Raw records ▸
_ _ _ _ _

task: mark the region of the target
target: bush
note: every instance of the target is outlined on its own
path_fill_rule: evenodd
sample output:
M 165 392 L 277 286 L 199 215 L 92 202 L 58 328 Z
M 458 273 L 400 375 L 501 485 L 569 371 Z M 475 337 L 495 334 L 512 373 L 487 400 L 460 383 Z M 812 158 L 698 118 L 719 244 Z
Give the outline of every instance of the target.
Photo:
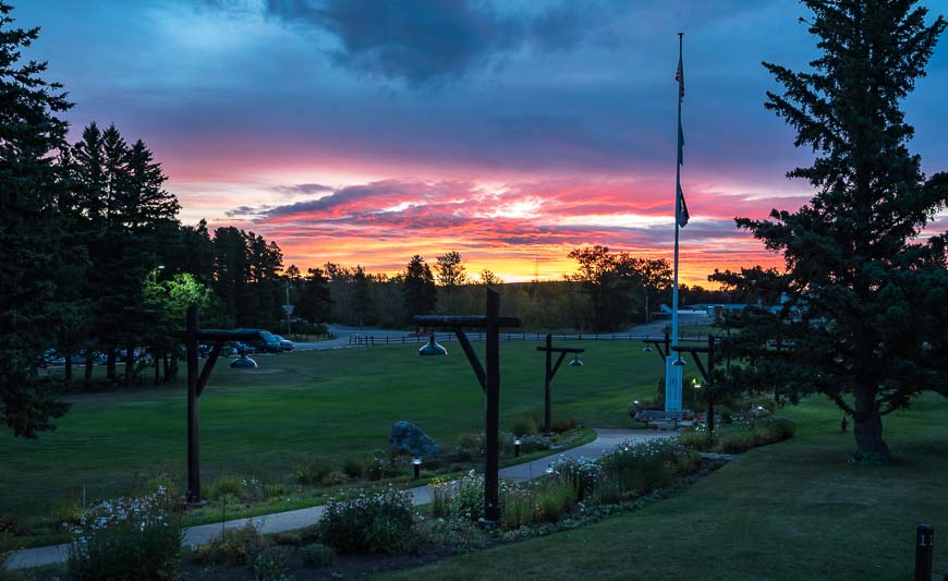
M 224 496 L 235 496 L 240 498 L 244 494 L 243 479 L 234 474 L 224 474 L 207 486 L 204 492 L 206 498 L 219 500 Z
M 360 458 L 347 458 L 342 462 L 342 472 L 351 479 L 361 479 L 365 475 L 365 462 Z
M 568 482 L 576 491 L 576 497 L 583 500 L 596 489 L 603 472 L 598 462 L 588 458 L 563 458 L 552 464 L 556 477 Z
M 332 565 L 332 561 L 336 560 L 336 549 L 323 543 L 307 545 L 300 550 L 300 554 L 303 557 L 303 562 L 317 567 Z
M 576 489 L 566 480 L 549 479 L 536 493 L 536 518 L 556 522 L 576 508 Z
M 557 434 L 562 434 L 563 432 L 569 432 L 570 429 L 575 429 L 576 427 L 579 427 L 579 425 L 580 424 L 579 424 L 579 422 L 576 422 L 575 417 L 568 417 L 566 420 L 557 419 L 557 420 L 554 420 L 552 425 L 550 425 L 550 428 L 552 428 L 552 431 L 556 432 Z
M 105 500 L 72 529 L 68 569 L 76 580 L 173 579 L 181 521 L 167 491 Z
M 707 450 L 710 447 L 707 441 L 707 433 L 704 429 L 700 432 L 682 432 L 678 436 L 678 441 L 686 448 L 700 451 Z
M 142 495 L 155 494 L 163 488 L 166 494 L 171 498 L 181 498 L 181 488 L 178 485 L 178 479 L 171 477 L 167 472 L 158 472 L 142 485 Z
M 736 432 L 731 434 L 721 434 L 718 437 L 716 448 L 724 453 L 741 453 L 756 446 L 756 438 L 750 432 Z
M 520 529 L 536 522 L 536 500 L 531 491 L 511 486 L 500 498 L 505 529 Z
M 484 476 L 473 470 L 461 480 L 435 479 L 432 484 L 432 516 L 476 521 L 484 516 Z
M 293 480 L 300 486 L 319 486 L 330 472 L 332 464 L 326 460 L 313 460 L 297 465 L 293 471 Z
M 323 484 L 326 486 L 341 486 L 343 484 L 349 484 L 349 476 L 342 472 L 333 470 L 329 474 L 326 474 L 326 477 L 323 479 Z
M 254 521 L 240 529 L 226 529 L 211 537 L 206 545 L 197 547 L 195 557 L 200 562 L 247 565 L 265 547 L 264 535 Z
M 700 460 L 695 452 L 671 439 L 625 443 L 599 460 L 605 479 L 615 479 L 623 493 L 643 494 L 671 484 L 676 474 L 688 473 Z
M 280 547 L 265 548 L 247 559 L 247 571 L 254 581 L 283 581 L 287 579 L 284 567 L 283 549 Z
M 411 495 L 392 488 L 330 498 L 319 524 L 323 542 L 339 553 L 417 548 Z

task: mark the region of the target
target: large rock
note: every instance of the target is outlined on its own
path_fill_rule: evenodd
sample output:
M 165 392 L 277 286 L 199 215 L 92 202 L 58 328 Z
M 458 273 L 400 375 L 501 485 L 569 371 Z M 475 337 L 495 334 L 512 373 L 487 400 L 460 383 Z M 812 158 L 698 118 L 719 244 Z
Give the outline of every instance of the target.
M 388 443 L 392 448 L 412 456 L 437 456 L 440 451 L 437 441 L 422 432 L 422 428 L 404 420 L 392 424 Z

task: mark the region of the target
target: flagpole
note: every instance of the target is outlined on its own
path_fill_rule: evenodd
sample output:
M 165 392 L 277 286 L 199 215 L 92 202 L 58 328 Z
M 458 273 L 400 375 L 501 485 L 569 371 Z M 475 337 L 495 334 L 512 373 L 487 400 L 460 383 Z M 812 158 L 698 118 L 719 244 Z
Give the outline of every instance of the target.
M 684 33 L 678 33 L 678 62 L 682 62 L 682 46 L 683 46 L 683 37 Z M 683 75 L 684 72 L 682 71 Z M 677 125 L 677 140 L 678 140 L 678 158 L 674 162 L 674 276 L 671 287 L 671 346 L 672 348 L 678 348 L 678 245 L 679 245 L 679 197 L 681 196 L 681 87 L 676 87 L 676 93 L 678 94 L 678 125 Z M 677 356 L 681 356 L 678 354 Z M 668 358 L 671 358 L 671 352 L 668 353 Z M 676 358 L 677 359 L 677 358 Z M 672 372 L 670 382 L 671 388 L 674 390 L 674 401 L 678 403 L 674 408 L 669 409 L 668 407 L 668 395 L 666 395 L 666 411 L 680 411 L 681 410 L 681 378 L 680 371 L 676 370 L 673 365 L 666 365 L 666 373 Z M 666 391 L 668 389 L 666 388 Z

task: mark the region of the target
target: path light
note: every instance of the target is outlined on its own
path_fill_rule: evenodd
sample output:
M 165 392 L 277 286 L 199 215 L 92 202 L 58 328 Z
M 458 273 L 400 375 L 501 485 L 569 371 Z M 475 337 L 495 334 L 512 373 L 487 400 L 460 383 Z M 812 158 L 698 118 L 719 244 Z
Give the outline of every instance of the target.
M 447 355 L 448 350 L 435 341 L 435 334 L 433 332 L 430 340 L 428 340 L 427 343 L 425 343 L 421 349 L 418 349 L 418 354 L 422 356 Z
M 536 350 L 546 353 L 546 358 L 544 358 L 546 363 L 544 366 L 543 382 L 543 433 L 549 435 L 552 434 L 552 392 L 550 390 L 552 378 L 559 371 L 563 358 L 569 353 L 574 355 L 573 361 L 570 362 L 570 367 L 582 367 L 583 362 L 580 361 L 580 353 L 585 352 L 585 349 L 580 347 L 554 347 L 552 335 L 547 334 L 546 344 L 544 347 L 537 347 Z M 552 362 L 554 353 L 559 353 L 556 364 Z
M 241 353 L 241 356 L 230 362 L 231 368 L 234 370 L 253 370 L 257 367 L 257 362 Z

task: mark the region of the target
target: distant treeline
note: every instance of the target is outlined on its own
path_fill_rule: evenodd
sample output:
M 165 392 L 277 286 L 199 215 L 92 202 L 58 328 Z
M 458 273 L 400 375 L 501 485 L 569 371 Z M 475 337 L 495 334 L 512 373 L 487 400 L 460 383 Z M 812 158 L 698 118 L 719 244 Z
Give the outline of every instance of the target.
M 617 331 L 646 323 L 659 304 L 671 301 L 671 268 L 665 259 L 637 258 L 606 246 L 575 249 L 575 274 L 558 281 L 503 283 L 490 270 L 471 277 L 460 253 L 436 257 L 434 268 L 413 256 L 394 276 L 362 266 L 326 263 L 303 275 L 287 269 L 295 316 L 352 326 L 411 327 L 418 314 L 483 314 L 484 286 L 500 290 L 501 310 L 519 316 L 526 329 Z M 729 302 L 727 292 L 679 286 L 683 305 Z

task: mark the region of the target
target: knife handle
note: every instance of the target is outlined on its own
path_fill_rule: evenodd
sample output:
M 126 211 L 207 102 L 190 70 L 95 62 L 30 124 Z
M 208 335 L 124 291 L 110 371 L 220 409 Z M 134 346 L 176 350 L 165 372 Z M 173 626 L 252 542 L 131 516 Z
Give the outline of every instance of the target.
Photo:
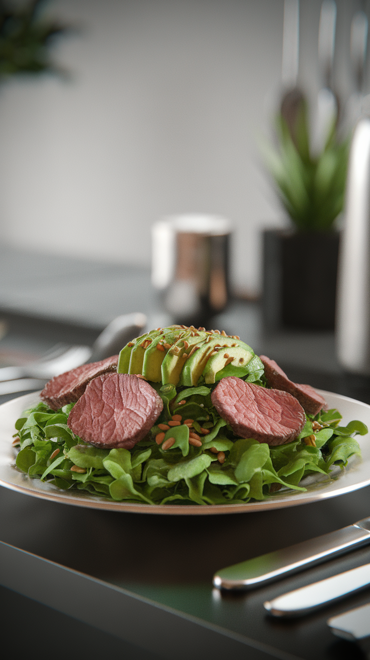
M 367 543 L 370 543 L 369 519 L 223 568 L 214 576 L 213 584 L 218 589 L 253 589 Z

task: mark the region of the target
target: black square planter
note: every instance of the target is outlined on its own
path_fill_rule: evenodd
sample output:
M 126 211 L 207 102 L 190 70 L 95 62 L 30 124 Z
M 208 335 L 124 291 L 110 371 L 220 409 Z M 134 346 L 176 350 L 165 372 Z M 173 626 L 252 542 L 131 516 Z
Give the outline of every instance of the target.
M 340 234 L 263 234 L 263 316 L 267 330 L 334 330 Z

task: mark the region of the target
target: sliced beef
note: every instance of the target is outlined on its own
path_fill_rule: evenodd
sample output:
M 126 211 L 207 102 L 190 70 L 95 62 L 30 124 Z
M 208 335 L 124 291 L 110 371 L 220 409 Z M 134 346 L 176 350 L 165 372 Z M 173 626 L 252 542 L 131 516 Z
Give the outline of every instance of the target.
M 211 399 L 240 438 L 282 445 L 294 440 L 305 424 L 302 407 L 288 392 L 267 389 L 233 376 L 222 378 Z
M 116 372 L 117 364 L 118 355 L 113 355 L 100 362 L 82 364 L 56 376 L 46 383 L 41 393 L 41 398 L 55 411 L 67 403 L 78 401 L 90 380 L 102 374 Z
M 128 374 L 106 374 L 88 383 L 67 424 L 96 447 L 130 449 L 146 435 L 162 409 L 162 399 L 146 381 Z
M 260 355 L 260 360 L 263 362 L 264 376 L 271 387 L 282 389 L 293 395 L 298 399 L 303 410 L 310 414 L 317 414 L 322 409 L 328 409 L 328 405 L 324 397 L 318 394 L 310 385 L 293 383 L 274 360 L 270 360 L 265 355 Z

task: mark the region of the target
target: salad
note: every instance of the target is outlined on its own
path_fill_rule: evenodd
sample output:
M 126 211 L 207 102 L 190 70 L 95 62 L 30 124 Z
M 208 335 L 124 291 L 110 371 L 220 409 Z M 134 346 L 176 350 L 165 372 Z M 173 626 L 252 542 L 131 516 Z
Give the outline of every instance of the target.
M 363 422 L 354 420 L 342 426 L 340 413 L 321 404 L 317 412 L 303 412 L 288 393 L 288 385 L 285 391 L 271 387 L 263 362 L 237 336 L 192 326 L 158 328 L 129 342 L 115 362 L 109 359 L 108 372 L 102 373 L 103 363 L 95 363 L 96 367 L 84 365 L 53 379 L 42 393 L 44 400 L 16 420 L 16 467 L 29 478 L 117 502 L 244 504 L 270 498 L 282 488 L 303 492 L 306 476 L 329 475 L 334 465 L 344 469 L 351 456 L 361 455 L 354 436 L 367 432 Z M 83 387 L 70 385 L 73 378 L 79 378 L 80 384 L 88 372 Z M 133 383 L 142 391 L 150 388 L 160 403 L 159 415 L 156 413 L 142 437 L 135 436 L 133 446 L 128 441 L 126 446 L 119 446 L 119 442 L 114 446 L 89 442 L 73 430 L 76 427 L 71 420 L 78 408 L 82 407 L 86 414 L 84 397 L 91 399 L 92 393 L 113 381 L 120 391 L 123 383 L 125 387 Z M 268 432 L 263 431 L 265 436 L 252 432 L 255 437 L 244 433 L 242 437 L 240 423 L 235 425 L 232 414 L 224 414 L 219 405 L 229 385 L 252 397 L 253 405 L 259 397 L 271 401 L 272 408 L 275 404 L 291 405 L 293 399 L 295 408 L 298 406 L 302 411 L 299 432 L 284 440 L 276 430 L 277 422 L 271 422 L 270 411 L 259 409 L 256 414 L 264 415 L 261 428 L 265 428 L 267 420 Z M 309 390 L 315 399 L 315 391 Z M 59 405 L 71 392 L 77 399 Z M 245 405 L 249 410 L 249 399 Z M 98 409 L 101 411 L 101 405 Z M 119 411 L 123 420 L 128 410 L 123 406 Z M 96 412 L 97 417 L 100 414 Z

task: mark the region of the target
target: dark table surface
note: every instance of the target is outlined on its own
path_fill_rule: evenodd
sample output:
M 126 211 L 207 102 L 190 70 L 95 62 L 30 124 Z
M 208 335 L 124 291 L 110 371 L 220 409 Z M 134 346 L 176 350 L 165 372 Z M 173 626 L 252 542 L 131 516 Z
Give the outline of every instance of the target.
M 259 331 L 258 315 L 255 306 L 238 302 L 224 320 L 234 332 L 238 319 L 241 321 L 249 335 L 253 338 L 255 333 L 257 350 L 276 359 L 295 381 L 309 382 L 370 403 L 369 381 L 346 376 L 336 362 L 332 334 L 282 331 L 269 335 Z M 44 325 L 36 321 L 28 323 L 26 317 L 13 312 L 9 314 L 9 310 L 4 318 L 10 331 L 0 342 L 0 354 L 2 348 L 6 352 L 9 347 L 12 350 L 22 347 L 26 352 L 36 354 L 50 343 L 66 337 L 91 343 L 98 332 L 96 326 L 77 327 L 67 322 L 47 325 L 49 322 L 44 320 Z M 36 323 L 34 327 L 32 323 Z M 244 339 L 241 331 L 238 334 Z M 250 343 L 253 345 L 252 341 Z M 0 403 L 15 396 L 0 397 Z M 334 638 L 326 622 L 331 616 L 368 602 L 368 591 L 310 616 L 289 621 L 267 616 L 263 603 L 287 591 L 370 561 L 369 548 L 357 550 L 248 593 L 220 593 L 212 589 L 212 578 L 221 568 L 324 534 L 368 516 L 370 486 L 290 508 L 200 517 L 85 509 L 36 499 L 5 488 L 0 488 L 0 541 L 173 608 L 183 616 L 198 617 L 204 626 L 207 623 L 219 626 L 266 645 L 270 653 L 266 657 L 331 660 L 363 657 L 355 645 Z M 1 602 L 7 604 L 2 619 L 8 622 L 6 627 L 10 630 L 12 607 L 19 612 L 24 605 L 14 600 L 20 597 L 7 597 L 6 591 L 1 592 Z M 42 612 L 37 608 L 43 607 L 35 604 L 31 609 L 31 609 L 28 610 L 27 620 L 31 620 L 32 616 L 41 616 Z M 45 608 L 46 611 L 47 609 Z M 44 612 L 42 615 L 46 616 L 47 613 Z M 85 635 L 91 642 L 98 634 L 92 630 L 89 633 L 84 628 L 84 624 L 75 623 L 77 626 L 75 632 L 69 624 L 71 639 L 75 638 L 75 634 L 77 640 L 84 639 Z M 50 622 L 49 632 L 53 630 L 53 625 Z M 67 620 L 58 620 L 55 626 L 55 630 L 60 630 L 61 626 L 67 630 Z M 104 640 L 109 646 L 108 638 Z M 113 642 L 111 639 L 109 643 L 114 645 Z M 75 650 L 78 644 L 76 641 Z M 84 647 L 86 653 L 88 645 Z M 155 649 L 154 655 L 141 655 L 144 651 L 140 646 L 140 640 L 137 648 L 129 644 L 125 647 L 125 657 L 158 657 Z M 98 641 L 93 647 L 88 651 L 91 657 L 96 657 L 94 649 L 96 652 Z M 117 648 L 122 651 L 123 647 L 119 645 Z M 59 657 L 57 652 L 54 657 Z M 172 657 L 171 653 L 169 657 Z M 173 657 L 176 657 L 175 649 Z M 197 657 L 195 651 L 193 657 Z M 247 653 L 245 657 L 249 657 L 252 656 Z

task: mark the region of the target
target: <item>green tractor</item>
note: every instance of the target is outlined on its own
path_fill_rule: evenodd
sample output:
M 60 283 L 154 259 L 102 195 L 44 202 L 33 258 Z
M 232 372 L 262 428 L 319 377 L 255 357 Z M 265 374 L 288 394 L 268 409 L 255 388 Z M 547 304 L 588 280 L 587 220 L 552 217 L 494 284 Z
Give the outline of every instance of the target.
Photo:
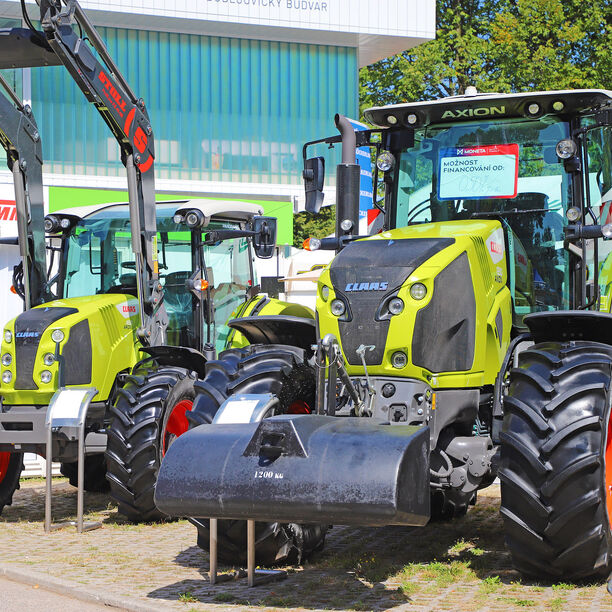
M 66 65 L 120 144 L 130 201 L 55 212 L 44 217 L 43 229 L 36 124 L 16 96 L 0 98 L 23 257 L 14 283 L 25 300 L 25 311 L 4 325 L 0 350 L 0 511 L 19 484 L 22 453 L 45 454 L 52 398 L 93 387 L 85 488 L 110 484 L 129 519 L 159 519 L 165 515 L 153 502 L 157 469 L 188 428 L 195 385 L 221 349 L 234 347 L 236 356 L 249 350 L 228 319 L 283 314 L 312 321 L 313 313 L 258 293 L 254 256 L 271 257 L 276 235 L 276 219 L 262 217 L 259 206 L 156 204 L 153 130 L 144 102 L 78 3 L 43 6 L 43 32 L 3 33 L 2 61 Z M 24 20 L 30 23 L 27 15 Z M 232 365 L 226 358 L 220 368 Z M 50 459 L 62 463 L 75 485 L 76 458 L 76 442 L 56 436 Z
M 312 212 L 325 164 L 307 149 L 343 148 L 336 235 L 310 242 L 337 251 L 316 334 L 285 335 L 286 351 L 305 350 L 282 376 L 279 347 L 260 346 L 270 359 L 252 412 L 237 412 L 237 389 L 176 442 L 158 507 L 196 517 L 205 545 L 208 517 L 451 519 L 499 477 L 518 570 L 607 574 L 612 92 L 470 92 L 365 116 L 379 127 L 354 132 L 337 116 L 340 136 L 304 147 Z M 368 237 L 355 235 L 356 147 L 374 149 L 384 193 L 382 231 Z

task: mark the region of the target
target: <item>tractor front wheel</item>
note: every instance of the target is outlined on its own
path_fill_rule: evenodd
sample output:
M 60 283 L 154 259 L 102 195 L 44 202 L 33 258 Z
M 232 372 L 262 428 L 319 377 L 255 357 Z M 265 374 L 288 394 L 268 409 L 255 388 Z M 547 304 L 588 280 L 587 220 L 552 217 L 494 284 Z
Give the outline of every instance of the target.
M 111 496 L 129 520 L 168 517 L 153 495 L 161 460 L 172 442 L 189 427 L 185 413 L 193 405 L 196 375 L 185 368 L 145 361 L 117 391 L 111 408 L 106 448 Z
M 0 453 L 0 514 L 13 503 L 23 470 L 23 453 Z
M 542 343 L 504 397 L 501 514 L 515 567 L 576 580 L 610 571 L 612 347 Z

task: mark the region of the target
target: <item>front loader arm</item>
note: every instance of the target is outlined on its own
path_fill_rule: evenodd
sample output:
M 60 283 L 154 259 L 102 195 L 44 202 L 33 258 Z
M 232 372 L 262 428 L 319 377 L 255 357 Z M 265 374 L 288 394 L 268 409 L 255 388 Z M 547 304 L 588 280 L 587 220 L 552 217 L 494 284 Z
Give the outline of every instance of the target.
M 132 247 L 136 259 L 141 318 L 139 336 L 146 344 L 162 344 L 167 315 L 157 263 L 155 149 L 144 101 L 136 98 L 76 0 L 63 0 L 63 3 L 62 0 L 42 0 L 40 12 L 47 55 L 51 50 L 66 67 L 87 100 L 102 115 L 121 148 L 121 161 L 127 172 Z M 25 14 L 24 20 L 31 25 Z M 73 29 L 75 24 L 78 34 Z M 97 52 L 97 57 L 86 40 Z M 43 53 L 33 46 L 29 42 L 22 57 L 31 58 L 30 66 L 48 65 L 48 58 L 39 59 Z M 38 47 L 41 47 L 40 42 Z
M 13 173 L 23 299 L 29 309 L 42 304 L 47 294 L 40 134 L 32 110 L 1 74 L 0 86 L 6 92 L 0 93 L 0 144 Z

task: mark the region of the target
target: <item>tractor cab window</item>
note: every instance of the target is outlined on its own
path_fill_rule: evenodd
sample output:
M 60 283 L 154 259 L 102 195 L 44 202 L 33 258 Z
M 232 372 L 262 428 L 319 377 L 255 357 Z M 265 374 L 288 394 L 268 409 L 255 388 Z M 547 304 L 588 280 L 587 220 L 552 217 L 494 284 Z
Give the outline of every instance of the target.
M 569 126 L 555 118 L 499 119 L 415 130 L 401 152 L 392 226 L 499 220 L 510 256 L 517 324 L 569 305 L 563 249 L 571 176 L 555 153 Z
M 236 228 L 232 224 L 215 224 L 209 229 Z M 211 286 L 213 295 L 212 339 L 217 351 L 225 348 L 230 332 L 227 322 L 232 313 L 245 302 L 252 285 L 249 243 L 246 238 L 224 240 L 204 247 L 204 260 L 209 271 L 214 270 Z M 210 281 L 210 279 L 209 279 Z

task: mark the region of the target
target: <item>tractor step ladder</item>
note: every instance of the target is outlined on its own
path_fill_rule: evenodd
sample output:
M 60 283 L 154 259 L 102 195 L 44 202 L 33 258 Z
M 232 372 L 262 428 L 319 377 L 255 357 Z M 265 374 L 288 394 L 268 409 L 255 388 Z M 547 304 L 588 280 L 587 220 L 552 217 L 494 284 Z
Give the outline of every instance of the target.
M 85 487 L 85 419 L 91 400 L 98 392 L 94 387 L 71 388 L 60 387 L 49 402 L 45 429 L 47 433 L 47 457 L 53 456 L 53 436 L 64 434 L 69 440 L 78 443 L 77 470 L 77 520 L 62 523 L 51 522 L 52 474 L 51 461 L 47 461 L 45 476 L 45 533 L 64 527 L 76 527 L 77 533 L 92 531 L 102 527 L 99 522 L 83 522 L 83 491 Z

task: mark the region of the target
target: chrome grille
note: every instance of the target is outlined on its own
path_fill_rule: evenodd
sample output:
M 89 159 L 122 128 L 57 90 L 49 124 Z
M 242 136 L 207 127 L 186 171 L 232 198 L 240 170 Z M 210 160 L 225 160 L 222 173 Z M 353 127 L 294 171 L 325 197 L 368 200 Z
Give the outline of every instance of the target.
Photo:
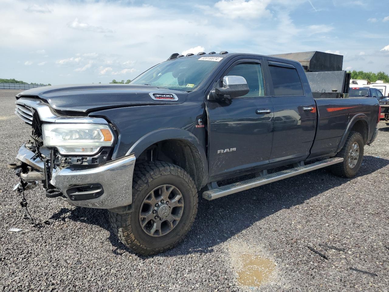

_ _ _ _ _

Request ▸
Show each line of the data above that contains the word "item". Matching is case-sensitive.

Full solution ▸
target: <item>green tractor</item>
target: <item>tractor front wheel</item>
target: <item>front loader arm</item>
target: <item>tractor cab window</item>
target: <item>tractor step ladder</item>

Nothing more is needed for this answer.